• **Requirement**:
Extract from the listing below the stretch from the line containing "form [(323, 382)]." through the line containing "[(754, 423)]", copying every line in it character for character.

• **Records shown**:
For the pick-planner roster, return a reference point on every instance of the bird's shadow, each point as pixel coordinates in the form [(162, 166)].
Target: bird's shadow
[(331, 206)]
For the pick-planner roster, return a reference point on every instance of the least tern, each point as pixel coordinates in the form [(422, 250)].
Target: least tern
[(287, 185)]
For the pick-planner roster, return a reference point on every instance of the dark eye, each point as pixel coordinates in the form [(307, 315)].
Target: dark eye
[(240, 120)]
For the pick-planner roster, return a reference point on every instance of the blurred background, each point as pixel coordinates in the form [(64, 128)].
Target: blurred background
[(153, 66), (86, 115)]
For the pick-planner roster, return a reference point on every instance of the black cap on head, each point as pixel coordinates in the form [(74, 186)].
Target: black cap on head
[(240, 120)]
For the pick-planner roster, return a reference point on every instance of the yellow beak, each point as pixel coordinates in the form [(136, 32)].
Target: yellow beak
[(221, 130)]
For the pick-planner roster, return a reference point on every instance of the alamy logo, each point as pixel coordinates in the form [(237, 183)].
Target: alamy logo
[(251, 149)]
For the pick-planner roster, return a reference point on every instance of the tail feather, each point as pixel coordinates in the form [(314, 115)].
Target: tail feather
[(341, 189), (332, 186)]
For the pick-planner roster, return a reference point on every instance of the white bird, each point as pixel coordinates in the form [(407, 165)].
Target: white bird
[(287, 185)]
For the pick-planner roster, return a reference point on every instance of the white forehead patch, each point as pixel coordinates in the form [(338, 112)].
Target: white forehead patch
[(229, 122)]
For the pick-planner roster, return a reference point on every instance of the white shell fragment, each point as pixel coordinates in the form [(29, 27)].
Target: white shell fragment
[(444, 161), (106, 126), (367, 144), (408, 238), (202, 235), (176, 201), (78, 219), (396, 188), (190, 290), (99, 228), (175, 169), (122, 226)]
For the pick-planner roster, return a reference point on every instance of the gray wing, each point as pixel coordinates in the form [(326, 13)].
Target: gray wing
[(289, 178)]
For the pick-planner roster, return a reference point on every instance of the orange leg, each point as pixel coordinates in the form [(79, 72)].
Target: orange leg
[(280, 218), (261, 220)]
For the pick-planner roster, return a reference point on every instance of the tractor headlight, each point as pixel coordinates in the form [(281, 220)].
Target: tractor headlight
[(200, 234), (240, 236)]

--

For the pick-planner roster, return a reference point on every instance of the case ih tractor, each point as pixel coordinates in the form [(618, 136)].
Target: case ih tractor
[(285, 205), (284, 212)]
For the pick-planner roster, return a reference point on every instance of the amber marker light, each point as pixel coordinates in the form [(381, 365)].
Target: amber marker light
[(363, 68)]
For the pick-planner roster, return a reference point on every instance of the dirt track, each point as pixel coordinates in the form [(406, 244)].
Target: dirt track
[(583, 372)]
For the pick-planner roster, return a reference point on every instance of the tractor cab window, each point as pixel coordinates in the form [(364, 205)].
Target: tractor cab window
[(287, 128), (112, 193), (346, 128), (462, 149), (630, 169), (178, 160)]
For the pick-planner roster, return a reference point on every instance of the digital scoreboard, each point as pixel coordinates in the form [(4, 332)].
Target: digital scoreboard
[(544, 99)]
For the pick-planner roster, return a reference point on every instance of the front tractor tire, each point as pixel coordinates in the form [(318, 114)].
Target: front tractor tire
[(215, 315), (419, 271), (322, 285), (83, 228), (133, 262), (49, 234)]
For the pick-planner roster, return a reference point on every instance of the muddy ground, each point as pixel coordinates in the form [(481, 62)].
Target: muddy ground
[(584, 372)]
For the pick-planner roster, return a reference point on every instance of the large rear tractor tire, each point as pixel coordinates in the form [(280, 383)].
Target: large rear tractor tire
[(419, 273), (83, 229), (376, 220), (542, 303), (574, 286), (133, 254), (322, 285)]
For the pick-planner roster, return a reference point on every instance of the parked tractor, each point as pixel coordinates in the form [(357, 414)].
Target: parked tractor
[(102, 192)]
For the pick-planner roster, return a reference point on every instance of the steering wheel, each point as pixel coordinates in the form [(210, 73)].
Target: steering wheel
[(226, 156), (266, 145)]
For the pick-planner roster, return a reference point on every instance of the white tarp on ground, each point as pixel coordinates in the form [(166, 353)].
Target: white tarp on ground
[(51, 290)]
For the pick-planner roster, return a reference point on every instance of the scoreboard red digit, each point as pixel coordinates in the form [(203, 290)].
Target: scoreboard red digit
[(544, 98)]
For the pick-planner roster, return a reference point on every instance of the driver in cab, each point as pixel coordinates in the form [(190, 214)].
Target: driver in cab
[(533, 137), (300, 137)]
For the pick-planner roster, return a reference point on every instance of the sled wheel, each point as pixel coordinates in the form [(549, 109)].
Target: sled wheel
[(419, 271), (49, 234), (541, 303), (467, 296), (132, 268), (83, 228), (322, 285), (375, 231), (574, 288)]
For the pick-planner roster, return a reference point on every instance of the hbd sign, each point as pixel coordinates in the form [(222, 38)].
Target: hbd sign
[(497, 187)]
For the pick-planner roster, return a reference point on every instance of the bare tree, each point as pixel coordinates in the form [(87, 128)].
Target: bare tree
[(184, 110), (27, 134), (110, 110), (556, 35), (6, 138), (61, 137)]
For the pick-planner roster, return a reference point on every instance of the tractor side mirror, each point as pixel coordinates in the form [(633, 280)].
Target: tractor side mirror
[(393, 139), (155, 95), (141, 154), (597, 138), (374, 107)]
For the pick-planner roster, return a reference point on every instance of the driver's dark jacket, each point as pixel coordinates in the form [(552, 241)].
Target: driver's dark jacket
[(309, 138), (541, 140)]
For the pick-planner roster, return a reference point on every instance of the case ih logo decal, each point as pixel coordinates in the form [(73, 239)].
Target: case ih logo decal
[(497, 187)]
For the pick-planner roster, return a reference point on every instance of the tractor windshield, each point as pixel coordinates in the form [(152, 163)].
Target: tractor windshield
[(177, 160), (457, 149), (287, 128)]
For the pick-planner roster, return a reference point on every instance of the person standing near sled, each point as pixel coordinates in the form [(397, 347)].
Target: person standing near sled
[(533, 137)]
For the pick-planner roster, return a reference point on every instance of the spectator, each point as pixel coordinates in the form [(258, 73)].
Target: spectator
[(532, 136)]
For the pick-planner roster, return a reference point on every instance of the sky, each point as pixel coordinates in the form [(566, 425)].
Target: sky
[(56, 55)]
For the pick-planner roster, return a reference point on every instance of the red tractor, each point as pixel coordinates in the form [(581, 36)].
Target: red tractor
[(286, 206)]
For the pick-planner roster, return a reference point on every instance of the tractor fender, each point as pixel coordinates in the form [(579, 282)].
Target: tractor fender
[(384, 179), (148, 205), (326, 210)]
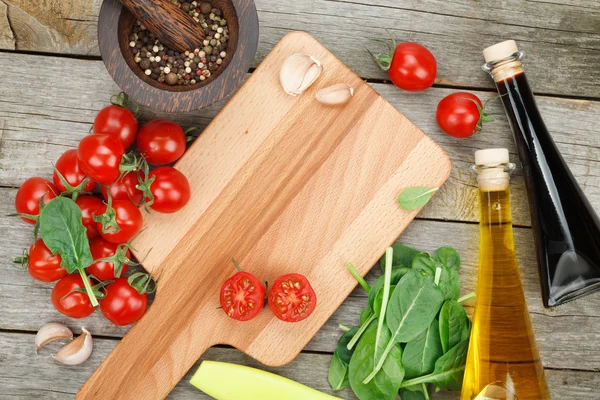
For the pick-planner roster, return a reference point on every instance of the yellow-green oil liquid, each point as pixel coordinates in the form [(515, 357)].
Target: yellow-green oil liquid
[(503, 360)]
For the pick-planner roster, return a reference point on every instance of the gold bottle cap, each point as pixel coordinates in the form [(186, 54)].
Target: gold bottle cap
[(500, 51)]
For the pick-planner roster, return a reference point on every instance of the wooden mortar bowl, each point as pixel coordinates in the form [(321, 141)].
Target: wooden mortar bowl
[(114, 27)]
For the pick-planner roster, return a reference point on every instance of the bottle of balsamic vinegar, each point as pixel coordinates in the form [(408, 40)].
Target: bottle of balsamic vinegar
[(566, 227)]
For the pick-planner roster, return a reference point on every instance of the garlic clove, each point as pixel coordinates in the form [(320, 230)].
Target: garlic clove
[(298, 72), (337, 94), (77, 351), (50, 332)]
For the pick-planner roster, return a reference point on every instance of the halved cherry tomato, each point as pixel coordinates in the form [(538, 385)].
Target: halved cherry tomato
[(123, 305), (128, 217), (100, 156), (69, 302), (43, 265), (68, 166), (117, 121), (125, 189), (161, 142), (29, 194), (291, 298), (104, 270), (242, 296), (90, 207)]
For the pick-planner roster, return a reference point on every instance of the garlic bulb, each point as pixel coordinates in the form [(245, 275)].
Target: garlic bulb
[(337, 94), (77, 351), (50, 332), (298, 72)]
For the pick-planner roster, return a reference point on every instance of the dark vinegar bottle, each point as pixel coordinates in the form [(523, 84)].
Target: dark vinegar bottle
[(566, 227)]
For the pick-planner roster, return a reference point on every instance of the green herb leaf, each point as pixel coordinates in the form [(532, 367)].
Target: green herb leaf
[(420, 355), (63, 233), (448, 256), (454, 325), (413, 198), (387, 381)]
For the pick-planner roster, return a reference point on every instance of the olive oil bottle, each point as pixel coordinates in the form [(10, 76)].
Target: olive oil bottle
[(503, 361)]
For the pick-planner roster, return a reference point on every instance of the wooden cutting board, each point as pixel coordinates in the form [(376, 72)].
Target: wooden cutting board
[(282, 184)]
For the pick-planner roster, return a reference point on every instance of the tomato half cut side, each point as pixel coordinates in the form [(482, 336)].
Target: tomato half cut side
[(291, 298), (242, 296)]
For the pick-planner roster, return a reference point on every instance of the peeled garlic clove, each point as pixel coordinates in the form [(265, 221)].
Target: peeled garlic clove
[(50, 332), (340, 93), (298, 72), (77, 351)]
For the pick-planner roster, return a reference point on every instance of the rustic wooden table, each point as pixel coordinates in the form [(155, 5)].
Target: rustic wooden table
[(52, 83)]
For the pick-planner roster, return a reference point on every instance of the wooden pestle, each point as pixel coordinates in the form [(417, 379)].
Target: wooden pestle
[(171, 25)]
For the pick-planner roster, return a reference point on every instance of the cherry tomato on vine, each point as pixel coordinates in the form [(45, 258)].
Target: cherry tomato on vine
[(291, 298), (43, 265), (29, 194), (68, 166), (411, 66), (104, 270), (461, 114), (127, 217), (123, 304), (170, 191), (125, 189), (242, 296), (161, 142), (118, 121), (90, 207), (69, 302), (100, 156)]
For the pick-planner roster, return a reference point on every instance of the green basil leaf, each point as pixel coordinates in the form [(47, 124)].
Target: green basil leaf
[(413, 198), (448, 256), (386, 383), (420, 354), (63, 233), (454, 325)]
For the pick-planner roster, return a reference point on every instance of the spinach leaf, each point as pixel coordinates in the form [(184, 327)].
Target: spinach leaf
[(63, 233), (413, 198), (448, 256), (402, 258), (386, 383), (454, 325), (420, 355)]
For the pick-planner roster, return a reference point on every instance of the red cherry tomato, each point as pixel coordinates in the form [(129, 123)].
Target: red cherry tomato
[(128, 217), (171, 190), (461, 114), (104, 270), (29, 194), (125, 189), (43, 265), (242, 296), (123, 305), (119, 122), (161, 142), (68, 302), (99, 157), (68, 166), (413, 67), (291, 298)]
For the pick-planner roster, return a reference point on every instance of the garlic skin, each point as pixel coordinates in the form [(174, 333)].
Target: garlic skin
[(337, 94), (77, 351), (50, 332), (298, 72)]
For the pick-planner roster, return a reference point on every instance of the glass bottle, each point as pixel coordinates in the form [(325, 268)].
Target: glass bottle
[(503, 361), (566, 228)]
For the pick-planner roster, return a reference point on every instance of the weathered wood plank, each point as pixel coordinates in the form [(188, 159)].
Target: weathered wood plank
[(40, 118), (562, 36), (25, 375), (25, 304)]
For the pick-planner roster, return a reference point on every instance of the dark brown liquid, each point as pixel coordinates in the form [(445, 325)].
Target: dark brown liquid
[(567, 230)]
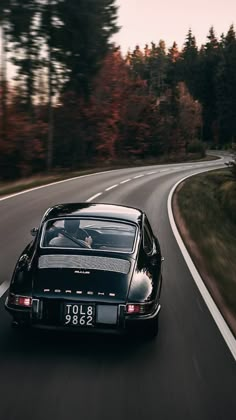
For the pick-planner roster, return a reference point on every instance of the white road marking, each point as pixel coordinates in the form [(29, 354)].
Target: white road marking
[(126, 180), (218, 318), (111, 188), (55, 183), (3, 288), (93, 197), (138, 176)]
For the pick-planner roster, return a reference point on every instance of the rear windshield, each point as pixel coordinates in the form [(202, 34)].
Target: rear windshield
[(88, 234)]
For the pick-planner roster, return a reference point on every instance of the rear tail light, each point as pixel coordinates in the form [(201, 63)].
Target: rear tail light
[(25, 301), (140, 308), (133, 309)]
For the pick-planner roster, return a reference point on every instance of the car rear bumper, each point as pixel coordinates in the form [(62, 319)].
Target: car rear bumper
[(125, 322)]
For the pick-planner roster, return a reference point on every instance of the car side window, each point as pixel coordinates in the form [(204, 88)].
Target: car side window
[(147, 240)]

* * *

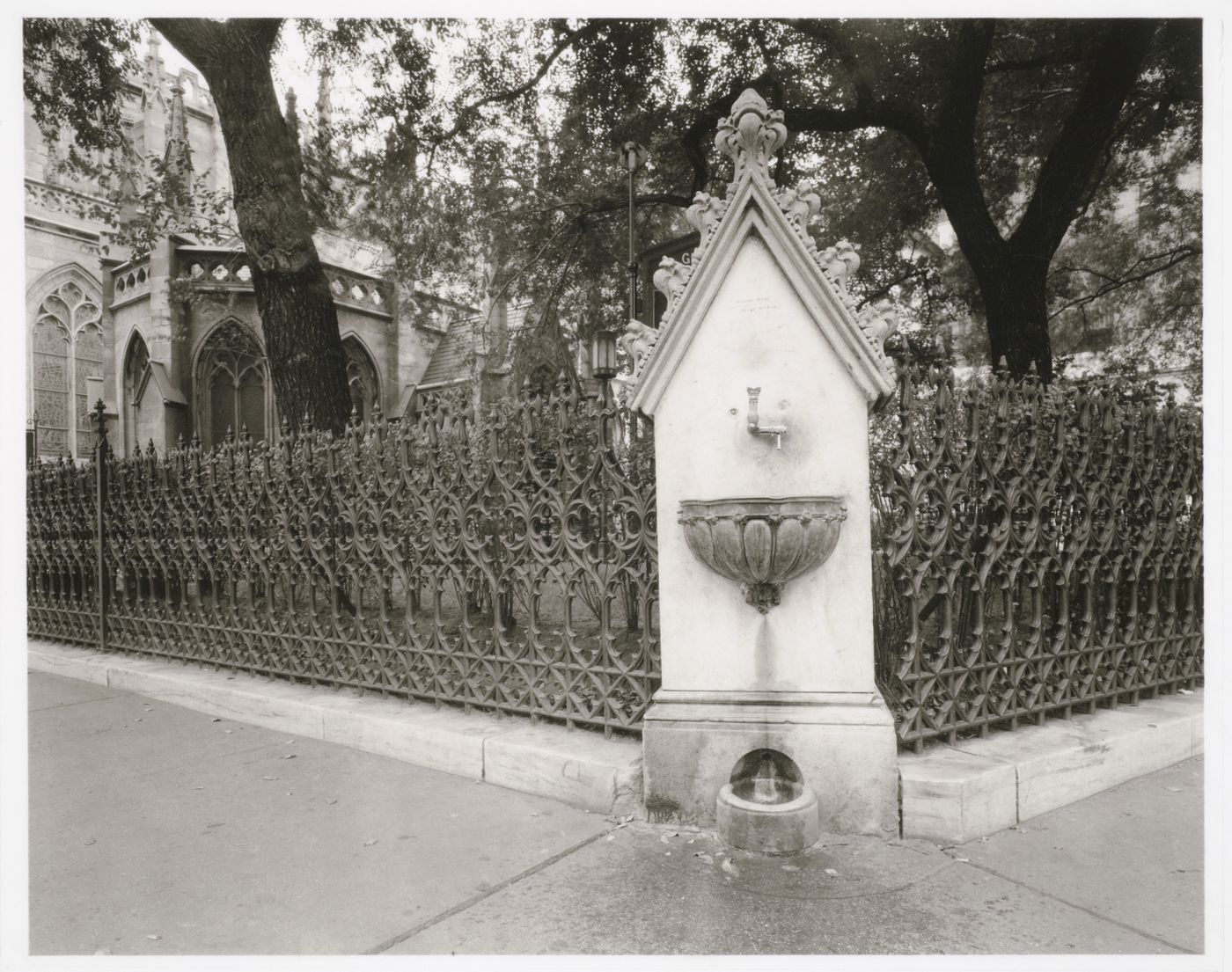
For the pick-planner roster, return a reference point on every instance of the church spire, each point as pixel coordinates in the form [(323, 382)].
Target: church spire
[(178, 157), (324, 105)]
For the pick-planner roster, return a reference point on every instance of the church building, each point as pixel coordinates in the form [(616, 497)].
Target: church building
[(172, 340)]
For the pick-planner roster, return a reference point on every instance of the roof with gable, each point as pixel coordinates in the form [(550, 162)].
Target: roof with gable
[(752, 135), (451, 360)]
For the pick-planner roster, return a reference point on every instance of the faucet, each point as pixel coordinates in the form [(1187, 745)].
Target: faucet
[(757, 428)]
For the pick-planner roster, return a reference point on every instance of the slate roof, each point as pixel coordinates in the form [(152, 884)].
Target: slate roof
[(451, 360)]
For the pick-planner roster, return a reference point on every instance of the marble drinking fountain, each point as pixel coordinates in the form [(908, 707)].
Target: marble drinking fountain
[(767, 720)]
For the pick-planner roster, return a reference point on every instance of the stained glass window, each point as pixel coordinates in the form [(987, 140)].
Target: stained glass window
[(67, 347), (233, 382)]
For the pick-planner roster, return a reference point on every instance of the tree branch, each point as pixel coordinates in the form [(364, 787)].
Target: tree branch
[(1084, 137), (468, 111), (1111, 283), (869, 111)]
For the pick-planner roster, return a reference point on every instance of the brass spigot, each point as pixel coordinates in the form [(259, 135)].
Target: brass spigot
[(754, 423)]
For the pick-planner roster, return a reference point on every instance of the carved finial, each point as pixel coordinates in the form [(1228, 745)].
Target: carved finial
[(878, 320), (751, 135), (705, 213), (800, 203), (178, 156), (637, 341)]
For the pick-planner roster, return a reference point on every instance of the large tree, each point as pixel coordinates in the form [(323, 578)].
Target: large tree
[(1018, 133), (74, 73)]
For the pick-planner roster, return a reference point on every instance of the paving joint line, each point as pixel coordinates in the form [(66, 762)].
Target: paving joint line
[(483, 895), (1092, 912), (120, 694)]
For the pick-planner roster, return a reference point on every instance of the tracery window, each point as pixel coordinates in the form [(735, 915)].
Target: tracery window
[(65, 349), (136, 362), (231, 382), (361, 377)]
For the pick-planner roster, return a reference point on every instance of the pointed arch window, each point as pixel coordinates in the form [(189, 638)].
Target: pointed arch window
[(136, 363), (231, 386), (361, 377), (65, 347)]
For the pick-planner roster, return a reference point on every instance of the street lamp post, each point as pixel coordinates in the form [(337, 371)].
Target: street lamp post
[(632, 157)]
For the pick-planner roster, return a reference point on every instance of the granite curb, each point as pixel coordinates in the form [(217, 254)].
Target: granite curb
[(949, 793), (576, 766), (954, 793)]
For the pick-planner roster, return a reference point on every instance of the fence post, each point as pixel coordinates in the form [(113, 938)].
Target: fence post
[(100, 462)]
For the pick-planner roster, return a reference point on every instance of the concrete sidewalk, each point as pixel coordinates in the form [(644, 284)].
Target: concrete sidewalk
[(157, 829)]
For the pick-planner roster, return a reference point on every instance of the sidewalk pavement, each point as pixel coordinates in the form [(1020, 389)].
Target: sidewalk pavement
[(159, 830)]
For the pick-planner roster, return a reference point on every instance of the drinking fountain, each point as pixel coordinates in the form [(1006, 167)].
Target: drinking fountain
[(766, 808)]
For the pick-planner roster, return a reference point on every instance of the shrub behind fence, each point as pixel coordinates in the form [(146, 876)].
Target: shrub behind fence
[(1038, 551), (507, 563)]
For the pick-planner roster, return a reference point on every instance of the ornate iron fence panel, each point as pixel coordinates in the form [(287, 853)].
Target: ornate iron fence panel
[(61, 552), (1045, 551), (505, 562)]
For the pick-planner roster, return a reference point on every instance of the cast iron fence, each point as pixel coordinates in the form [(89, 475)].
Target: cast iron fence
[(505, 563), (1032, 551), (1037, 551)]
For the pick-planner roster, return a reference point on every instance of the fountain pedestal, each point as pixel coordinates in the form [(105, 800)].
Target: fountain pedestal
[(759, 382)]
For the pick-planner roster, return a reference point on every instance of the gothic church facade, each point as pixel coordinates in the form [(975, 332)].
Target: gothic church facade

• **Reply to the task**:
For the pick-planner roster, return a reference point on every instance of the church spire, each point as pixel coordinates in the form [(323, 382)].
Target: church spire
[(178, 157), (324, 105)]
For the pick-planner roster, return a reference point on every instance of the church building, each point as pixel coordinates in the form [(616, 497)].
Target: church building
[(172, 340)]
For the pick-planner roster, return a reference point on every instance of the roof with gable, each point as pixel coordinates in the form [(550, 162)].
Target: roof with gable
[(752, 135), (451, 360)]
For the pick-planner roster, return a reference point on every instance of the faucet, each point as pixel coordinates in the form [(1187, 745)].
Target: faucet
[(757, 428)]
For the pick-planner roster, return a reference point on every instance of the slate roof, each point as pixel coordinates in the form [(152, 884)].
Target: slate roof
[(451, 360)]
For the pick-planner roster, return a reference point on every instance of the marble drinking fountain, each point as pixel coordinates in the form [(908, 707)].
Target: marble drinking fountain
[(767, 720)]
For the pick-planner roster, return a reference point on every instance of the stained glass window, each point as pixel coordinates in the form [(987, 140)].
Target: stained glass window
[(67, 347), (233, 382)]
For the pick-planner roster, return a reference point on every instance of the tree branch, each point as pixel coordinates in the form [(364, 787)].
Target: tree branch
[(1084, 137), (468, 111), (1111, 283), (869, 111)]
For the pick-planner roster, return a reference point on every instance of the brass spigot, each point as pixel coordinates in the form [(259, 135)].
Target: brass spigot
[(754, 423)]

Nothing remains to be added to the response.